Is Python Suitable for Large Find & Replace Operations?

Mon Jun 13 14:24:09 EDT 2005

rbt  <rbt at athop1.ath.vt.edu> wrote:
>You have many hundred gigabytes of data... possible even a terabyte or 
>two. Within this data, you have private, sensitive information (US 
>social security numbers) about your company's clients. Your company has 
>generated its own unique ID numbers to replace the social security numbers.
>
>Now, management would like the IT guys to go thru the old data and 
>replace as many SSNs with the new ID numbers as possible.

The first thing I would do is a quick sanity check.  Write a simple
Python script which copies its input to its output with minimal
processing.  Something along the lines of:

for line in sys.stdin.readline():
    words = line.split()
    print words

Now, run this on a gig of your data on your system and time it.
Multiply the timing by 1000 (assuming a terabyte of real data), and
now you've got a rough lower bound on how long the real job will take.
If you find this will take weeks of processing time, you might want to
re-think the plan.  Better to discover that now than a few weeks into
the project :-)

———

What is asked
• 1. Print the records verbatim, from the line containing "Would you be able to mark the window" through the last line of the records, with both ends included.
• 2. Carry on the forum post about using Python for large find-and-replace jobs, beginning after its final sentence.
The forum post and the records are unrelated to each other.

———

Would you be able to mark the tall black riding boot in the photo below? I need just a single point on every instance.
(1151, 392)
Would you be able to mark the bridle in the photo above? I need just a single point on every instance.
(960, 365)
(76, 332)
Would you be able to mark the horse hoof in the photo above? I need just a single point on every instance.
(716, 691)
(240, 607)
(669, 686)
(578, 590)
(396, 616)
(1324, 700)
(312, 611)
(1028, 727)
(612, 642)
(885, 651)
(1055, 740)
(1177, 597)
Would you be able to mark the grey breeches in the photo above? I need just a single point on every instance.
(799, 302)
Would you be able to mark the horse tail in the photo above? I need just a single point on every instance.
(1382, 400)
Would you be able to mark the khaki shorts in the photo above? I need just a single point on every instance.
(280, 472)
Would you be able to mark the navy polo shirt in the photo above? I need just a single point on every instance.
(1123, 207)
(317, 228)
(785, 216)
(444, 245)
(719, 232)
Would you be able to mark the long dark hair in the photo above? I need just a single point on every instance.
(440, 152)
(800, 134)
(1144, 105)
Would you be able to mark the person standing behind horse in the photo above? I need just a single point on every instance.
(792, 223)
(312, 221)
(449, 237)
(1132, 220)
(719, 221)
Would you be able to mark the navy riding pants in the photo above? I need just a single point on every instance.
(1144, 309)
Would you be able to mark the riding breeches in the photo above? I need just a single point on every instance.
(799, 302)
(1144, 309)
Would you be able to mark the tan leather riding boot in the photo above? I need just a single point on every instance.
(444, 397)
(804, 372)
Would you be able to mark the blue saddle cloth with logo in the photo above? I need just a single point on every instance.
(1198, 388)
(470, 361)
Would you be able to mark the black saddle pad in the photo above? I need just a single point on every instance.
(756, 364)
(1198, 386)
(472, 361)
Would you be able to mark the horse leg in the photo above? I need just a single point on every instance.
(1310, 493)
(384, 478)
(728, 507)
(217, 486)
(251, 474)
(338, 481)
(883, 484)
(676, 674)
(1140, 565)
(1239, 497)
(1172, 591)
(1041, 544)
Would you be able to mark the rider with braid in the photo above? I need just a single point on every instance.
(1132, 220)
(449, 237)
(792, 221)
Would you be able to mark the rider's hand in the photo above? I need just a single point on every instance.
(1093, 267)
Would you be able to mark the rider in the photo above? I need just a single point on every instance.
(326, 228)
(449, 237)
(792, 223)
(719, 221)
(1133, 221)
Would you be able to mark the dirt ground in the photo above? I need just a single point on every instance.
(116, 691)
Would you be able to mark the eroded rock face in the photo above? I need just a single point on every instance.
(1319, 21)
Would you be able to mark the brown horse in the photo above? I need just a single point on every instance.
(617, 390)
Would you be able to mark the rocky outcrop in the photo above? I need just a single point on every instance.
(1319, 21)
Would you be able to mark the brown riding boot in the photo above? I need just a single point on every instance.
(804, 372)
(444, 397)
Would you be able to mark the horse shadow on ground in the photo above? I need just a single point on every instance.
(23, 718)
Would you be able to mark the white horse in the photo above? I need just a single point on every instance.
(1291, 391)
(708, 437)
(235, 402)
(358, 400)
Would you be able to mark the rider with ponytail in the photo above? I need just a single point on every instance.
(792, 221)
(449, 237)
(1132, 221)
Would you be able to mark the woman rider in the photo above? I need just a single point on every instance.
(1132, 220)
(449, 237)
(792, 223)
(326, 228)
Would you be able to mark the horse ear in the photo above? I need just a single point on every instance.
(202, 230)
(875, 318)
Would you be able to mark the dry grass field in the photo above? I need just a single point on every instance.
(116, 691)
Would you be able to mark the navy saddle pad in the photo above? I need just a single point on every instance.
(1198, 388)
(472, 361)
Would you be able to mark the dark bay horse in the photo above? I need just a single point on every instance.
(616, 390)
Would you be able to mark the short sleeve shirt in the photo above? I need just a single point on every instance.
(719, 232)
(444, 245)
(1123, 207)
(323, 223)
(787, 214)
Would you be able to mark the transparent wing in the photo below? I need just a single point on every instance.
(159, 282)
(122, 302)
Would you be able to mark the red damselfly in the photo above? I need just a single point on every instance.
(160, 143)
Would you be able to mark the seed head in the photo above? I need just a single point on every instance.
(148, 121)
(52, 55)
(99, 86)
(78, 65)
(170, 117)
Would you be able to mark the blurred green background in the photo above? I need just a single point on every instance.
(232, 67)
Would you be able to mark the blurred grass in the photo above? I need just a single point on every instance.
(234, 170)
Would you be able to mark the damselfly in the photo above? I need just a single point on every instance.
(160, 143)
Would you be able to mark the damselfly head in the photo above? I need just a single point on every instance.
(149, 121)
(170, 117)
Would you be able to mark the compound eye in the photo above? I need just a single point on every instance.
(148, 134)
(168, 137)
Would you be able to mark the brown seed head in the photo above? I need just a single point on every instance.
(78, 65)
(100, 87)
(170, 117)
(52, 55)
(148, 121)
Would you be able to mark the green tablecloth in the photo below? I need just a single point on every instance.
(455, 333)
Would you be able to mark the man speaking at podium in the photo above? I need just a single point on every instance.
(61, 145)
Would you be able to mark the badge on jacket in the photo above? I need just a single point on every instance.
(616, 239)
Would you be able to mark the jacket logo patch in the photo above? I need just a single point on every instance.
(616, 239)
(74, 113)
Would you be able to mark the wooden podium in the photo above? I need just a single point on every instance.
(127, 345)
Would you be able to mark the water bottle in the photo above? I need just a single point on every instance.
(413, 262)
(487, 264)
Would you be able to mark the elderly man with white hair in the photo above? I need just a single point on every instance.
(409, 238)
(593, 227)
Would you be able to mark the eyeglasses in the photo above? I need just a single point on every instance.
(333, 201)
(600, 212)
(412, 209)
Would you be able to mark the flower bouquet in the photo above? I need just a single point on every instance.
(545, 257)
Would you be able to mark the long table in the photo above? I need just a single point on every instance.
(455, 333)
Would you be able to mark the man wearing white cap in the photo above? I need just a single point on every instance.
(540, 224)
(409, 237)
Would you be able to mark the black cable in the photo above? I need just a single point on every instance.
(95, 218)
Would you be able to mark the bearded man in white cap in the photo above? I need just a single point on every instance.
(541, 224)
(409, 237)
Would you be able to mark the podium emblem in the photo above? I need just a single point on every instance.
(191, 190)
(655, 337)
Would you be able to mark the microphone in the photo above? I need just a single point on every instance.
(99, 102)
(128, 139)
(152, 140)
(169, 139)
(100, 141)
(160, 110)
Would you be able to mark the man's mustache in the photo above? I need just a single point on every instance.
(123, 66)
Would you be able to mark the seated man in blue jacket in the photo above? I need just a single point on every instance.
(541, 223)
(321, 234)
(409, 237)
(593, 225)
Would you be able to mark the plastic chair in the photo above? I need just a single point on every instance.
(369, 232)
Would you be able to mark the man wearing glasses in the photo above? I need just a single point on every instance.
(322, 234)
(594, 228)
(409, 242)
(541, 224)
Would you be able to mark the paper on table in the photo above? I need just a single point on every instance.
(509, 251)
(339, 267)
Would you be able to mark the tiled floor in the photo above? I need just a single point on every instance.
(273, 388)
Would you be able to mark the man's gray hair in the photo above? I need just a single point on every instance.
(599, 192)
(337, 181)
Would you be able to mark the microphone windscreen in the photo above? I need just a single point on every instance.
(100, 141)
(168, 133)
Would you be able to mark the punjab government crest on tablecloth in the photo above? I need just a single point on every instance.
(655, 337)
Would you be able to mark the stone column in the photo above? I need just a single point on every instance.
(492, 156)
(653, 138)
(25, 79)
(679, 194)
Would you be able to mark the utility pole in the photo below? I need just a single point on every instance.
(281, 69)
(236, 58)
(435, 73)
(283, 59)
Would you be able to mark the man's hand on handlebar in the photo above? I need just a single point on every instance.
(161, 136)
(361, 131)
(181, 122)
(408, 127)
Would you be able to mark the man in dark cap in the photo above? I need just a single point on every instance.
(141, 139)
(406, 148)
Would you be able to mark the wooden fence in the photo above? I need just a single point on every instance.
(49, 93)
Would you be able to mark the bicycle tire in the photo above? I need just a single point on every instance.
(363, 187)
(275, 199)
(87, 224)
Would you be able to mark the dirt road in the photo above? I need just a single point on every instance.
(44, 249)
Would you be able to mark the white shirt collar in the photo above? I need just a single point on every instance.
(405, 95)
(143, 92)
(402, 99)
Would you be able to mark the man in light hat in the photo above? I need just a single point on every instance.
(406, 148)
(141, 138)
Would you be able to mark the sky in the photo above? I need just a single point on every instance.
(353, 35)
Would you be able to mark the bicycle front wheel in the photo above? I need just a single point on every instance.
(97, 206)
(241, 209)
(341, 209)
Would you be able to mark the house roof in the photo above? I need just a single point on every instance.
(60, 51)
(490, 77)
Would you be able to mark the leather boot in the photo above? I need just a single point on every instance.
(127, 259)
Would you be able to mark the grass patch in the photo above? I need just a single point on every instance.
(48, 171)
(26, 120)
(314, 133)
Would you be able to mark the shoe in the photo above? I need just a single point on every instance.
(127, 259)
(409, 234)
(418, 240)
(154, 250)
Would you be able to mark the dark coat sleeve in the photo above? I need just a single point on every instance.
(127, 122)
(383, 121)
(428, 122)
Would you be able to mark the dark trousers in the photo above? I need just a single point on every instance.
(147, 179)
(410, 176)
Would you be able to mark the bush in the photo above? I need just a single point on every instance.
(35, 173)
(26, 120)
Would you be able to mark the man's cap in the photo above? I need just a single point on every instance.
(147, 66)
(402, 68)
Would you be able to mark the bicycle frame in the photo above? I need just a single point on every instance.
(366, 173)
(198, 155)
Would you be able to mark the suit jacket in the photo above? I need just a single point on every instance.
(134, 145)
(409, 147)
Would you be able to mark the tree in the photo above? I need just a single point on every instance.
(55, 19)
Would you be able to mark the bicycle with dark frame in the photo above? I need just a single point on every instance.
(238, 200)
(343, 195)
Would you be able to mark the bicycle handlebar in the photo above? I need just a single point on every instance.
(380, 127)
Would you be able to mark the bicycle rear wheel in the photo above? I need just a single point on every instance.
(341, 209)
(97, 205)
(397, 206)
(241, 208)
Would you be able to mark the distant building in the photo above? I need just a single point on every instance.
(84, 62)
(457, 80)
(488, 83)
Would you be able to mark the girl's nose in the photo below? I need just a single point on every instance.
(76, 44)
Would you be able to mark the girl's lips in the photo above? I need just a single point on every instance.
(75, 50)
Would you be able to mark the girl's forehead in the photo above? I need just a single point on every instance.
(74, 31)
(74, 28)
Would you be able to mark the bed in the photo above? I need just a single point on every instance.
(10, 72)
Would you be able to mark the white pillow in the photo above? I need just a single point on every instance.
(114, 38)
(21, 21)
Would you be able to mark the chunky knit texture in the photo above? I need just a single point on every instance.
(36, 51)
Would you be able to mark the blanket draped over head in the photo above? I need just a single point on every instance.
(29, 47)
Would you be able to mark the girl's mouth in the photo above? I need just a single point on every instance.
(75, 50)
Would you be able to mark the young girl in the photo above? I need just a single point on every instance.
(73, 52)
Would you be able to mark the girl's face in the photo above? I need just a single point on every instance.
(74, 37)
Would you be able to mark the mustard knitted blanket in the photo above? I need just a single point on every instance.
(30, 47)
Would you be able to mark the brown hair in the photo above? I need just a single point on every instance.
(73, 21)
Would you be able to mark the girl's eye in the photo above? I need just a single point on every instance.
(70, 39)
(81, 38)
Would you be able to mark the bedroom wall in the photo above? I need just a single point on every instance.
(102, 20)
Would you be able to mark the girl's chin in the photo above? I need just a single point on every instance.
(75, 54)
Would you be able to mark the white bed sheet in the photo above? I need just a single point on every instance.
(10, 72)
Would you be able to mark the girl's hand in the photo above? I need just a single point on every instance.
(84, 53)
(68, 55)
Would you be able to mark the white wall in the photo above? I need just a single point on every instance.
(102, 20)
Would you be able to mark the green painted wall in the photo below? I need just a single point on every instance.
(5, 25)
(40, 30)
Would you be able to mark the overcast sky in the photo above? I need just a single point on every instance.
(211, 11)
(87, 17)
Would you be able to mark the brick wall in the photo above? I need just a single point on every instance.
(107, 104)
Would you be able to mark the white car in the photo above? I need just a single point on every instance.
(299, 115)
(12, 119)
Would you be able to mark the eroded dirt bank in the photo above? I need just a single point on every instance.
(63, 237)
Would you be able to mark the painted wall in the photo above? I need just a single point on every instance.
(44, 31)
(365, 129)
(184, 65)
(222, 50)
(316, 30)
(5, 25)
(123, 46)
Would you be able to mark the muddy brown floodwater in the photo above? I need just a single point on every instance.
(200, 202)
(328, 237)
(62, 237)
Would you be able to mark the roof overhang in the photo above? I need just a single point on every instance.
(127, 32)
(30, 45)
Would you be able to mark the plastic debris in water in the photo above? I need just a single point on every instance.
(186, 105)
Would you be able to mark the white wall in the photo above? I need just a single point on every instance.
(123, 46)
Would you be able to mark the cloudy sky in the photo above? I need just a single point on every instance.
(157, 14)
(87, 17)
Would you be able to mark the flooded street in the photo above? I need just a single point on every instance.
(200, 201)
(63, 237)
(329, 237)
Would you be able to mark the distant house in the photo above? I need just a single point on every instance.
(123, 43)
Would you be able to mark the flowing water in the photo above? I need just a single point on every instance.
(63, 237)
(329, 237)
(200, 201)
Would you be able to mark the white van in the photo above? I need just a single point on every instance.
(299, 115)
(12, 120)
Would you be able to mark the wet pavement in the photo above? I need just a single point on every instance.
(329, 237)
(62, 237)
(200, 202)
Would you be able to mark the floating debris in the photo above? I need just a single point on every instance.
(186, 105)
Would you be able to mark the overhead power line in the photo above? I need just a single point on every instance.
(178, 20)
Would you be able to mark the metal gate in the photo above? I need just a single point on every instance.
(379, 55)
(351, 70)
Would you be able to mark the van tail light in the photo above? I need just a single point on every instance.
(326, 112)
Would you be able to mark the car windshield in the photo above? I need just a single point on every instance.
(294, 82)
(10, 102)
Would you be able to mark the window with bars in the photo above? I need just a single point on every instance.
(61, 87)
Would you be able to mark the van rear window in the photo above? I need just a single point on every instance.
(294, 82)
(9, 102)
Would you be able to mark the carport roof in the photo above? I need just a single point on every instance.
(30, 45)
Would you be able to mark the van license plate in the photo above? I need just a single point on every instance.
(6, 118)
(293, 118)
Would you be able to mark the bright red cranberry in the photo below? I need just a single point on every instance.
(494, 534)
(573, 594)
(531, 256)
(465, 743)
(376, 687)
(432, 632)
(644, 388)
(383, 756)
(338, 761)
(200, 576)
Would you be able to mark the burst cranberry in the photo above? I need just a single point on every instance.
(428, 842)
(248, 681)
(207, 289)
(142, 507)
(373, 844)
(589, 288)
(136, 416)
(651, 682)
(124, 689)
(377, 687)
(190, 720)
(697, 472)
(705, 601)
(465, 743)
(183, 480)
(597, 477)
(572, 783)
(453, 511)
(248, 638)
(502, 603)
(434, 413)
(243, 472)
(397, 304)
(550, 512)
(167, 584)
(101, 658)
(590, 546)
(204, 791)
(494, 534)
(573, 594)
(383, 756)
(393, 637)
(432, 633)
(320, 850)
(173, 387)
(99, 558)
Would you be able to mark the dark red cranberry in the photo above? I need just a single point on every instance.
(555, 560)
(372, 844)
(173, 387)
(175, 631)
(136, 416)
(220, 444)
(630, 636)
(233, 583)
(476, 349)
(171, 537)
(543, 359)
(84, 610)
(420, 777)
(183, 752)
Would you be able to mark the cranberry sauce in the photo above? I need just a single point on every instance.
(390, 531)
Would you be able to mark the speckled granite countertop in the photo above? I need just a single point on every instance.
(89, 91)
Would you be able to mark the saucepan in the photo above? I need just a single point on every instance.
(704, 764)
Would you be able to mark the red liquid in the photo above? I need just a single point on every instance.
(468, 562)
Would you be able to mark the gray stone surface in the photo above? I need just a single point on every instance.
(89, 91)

———

Task-by-task answers
• 1.
Would you be able to mark the window with bars in the photo above? I need just a single point on every instance.
(61, 87)
Would you be able to mark the van rear window in the photo above? I need just a single point on every instance.
(294, 82)
(9, 102)
Would you be able to mark the carport roof in the photo above? I need just a single point on every instance.
(30, 45)
Would you be able to mark the van license plate in the photo above? I need just a single point on every instance.
(6, 118)
(293, 118)
Would you be able to mark the bright red cranberry in the photo below? I need just a single point on every instance.
(494, 534)
(573, 594)
(531, 256)
(465, 743)
(376, 687)
(432, 632)
(644, 388)
(383, 756)
(338, 761)
(200, 576)
Would you be able to mark the burst cranberry in the photo above? I need just a single point on every instance.
(428, 842)
(248, 681)
(207, 289)
(142, 507)
(373, 844)
(589, 288)
(136, 416)
(651, 682)
(124, 689)
(377, 687)
(190, 720)
(697, 472)
(705, 601)
(465, 743)
(183, 480)
(597, 477)
(572, 783)
(453, 511)
(248, 638)
(502, 603)
(434, 413)
(243, 472)
(397, 304)
(550, 512)
(167, 584)
(101, 658)
(590, 546)
(204, 791)
(494, 534)
(573, 594)
(383, 756)
(393, 637)
(432, 633)
(320, 850)
(173, 387)
(99, 558)
Would you be able to mark the dark red cranberry in the photo above? I need just a single point on every instance.
(555, 560)
(372, 844)
(173, 387)
(175, 631)
(136, 416)
(220, 444)
(630, 636)
(233, 583)
(476, 349)
(171, 537)
(543, 359)
(84, 610)
(420, 777)
(183, 752)
Would you be able to mark the cranberry sauce in the photo above? I need just a single point on every instance.
(390, 531)
Would you be able to mark the speckled granite countertop in the photo above? I need just a single point on every instance.
(89, 91)
Would you be able to mark the saucepan in the photo above? I need just a single point on every instance.
(704, 764)
Would you be able to mark the red liquid in the photo above? I need just a single point on every instance.
(468, 562)
Would you be able to mark the gray stone surface in the photo above? I need just a single point on every instance.
(89, 91)

• 2.
>You have a tab 
>delimited txt file that maps the SSNs to the new ID numbers. There are 
>500,000 of these number pairs. What is the most efficient way  to 
>approach this? I have done small-scale find and replace programs before, 
>but the scale of this is larger than what I'm accustomed to.

The obvious first thing is to read the SSN/ID map file and build a
dictionary where the keys are the SSN's and the values are the ID's.

The next step depends on your data.  Is it in text files?  An SQL
database?  Some other format.  One way or another you'll have to read
it in, do something along the lines of "newSSN = ssnMap[oldSSN]", and
write it back out.